§ Passage for review:

*****

Wooster’s Fossil of the Week: A fragment of an asteroid (the sea star kind) from the Upper Cretaceous of Israel
Mark Wilson June 8th, 2014
This is not an important fossil — there is not enough preserved to put a name on it beyond Family Goniasteridae Forbes, 1841 (thanks, Dan Blake) — but it was a fun one to find. It also photographs well. This is a ray fragment of an asteroid (from the group commonly known as the sea stars or starfish) I picked up from the top meter of the Zichor Formation (Coniacian, Upper Cretaceous) in southern Israel (Locality C/W-051) on my field trip there in April 2014. We are looking at the aboral (or top) surface; below is the oral view.
In this oral perspective you can see a group of tiny, jumbled plates running down the center. This is the ambulacrum, which in life had a row of tube feet extending out for locomotion and grasping prey.

*****

§ Dataset extract:
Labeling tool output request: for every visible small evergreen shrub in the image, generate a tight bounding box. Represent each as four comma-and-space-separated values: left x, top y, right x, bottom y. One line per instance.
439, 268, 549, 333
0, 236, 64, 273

*****

§ Exercises:
(A) According to the sea star fossil post, why is the fossil not considered important?
(B) Summarize the sea star fossil post in two sentences.
(C) Answer these questions from the sea star fossil post.
(i) In which formation was the fragment found?
(ii) In what month and year was the field trip?
(iii) What did the tube feet of the ambulacrum do in life?
The lines placed after the sea star fossil post come from a separate source.

§ Answers by item number:
(A) Too little of it is preserved to name it more precisely than Family Goniasteridae Forbes, 1841.

(B) The fossil is a ray fragment of an asteroid, or sea star, found in the top meter of the Zichor Formation (Coniacian, Upper Cretaceous) in southern Israel during a field trip in April 2014. It can be identified only to Family Goniasteridae, and its oral side shows the ambulacrum, which in life held tube feet used for locomotion and grasping prey.

(C)
(i) The Zichor Formation.
(ii) April 2014.
(iii) They were used for locomotion and grasping prey.